■ TASK GOAL: Show every line below that contains the string "instance".

— begin DATA IN THIS EXERCISE —

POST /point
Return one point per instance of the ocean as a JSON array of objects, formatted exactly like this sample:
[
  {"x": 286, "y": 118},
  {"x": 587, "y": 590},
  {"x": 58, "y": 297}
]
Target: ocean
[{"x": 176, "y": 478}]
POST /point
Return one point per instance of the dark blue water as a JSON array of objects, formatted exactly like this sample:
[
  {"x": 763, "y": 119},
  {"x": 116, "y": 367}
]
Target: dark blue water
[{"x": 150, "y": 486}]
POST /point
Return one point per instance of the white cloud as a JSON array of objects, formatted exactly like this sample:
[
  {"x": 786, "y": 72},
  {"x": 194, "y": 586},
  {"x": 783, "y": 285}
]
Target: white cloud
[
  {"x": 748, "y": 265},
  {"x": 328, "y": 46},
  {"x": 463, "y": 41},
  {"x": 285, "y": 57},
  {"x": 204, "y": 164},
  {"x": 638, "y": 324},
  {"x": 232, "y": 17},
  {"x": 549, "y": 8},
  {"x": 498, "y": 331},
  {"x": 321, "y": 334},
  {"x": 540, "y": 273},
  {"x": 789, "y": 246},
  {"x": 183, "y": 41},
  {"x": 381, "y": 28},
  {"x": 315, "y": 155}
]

— end DATA IN THIS EXERCISE —

■ EXERCISE ANSWER:
Return one point per instance of the ocean as a JSON array of objects, formatted exactly like this sample:
Return one point per instance of the dark blue water as a JSON array of objects, formatted exactly like this sample:
Return one point per instance of the white cloud as a JSON array of objects, formatted exactly like this sample:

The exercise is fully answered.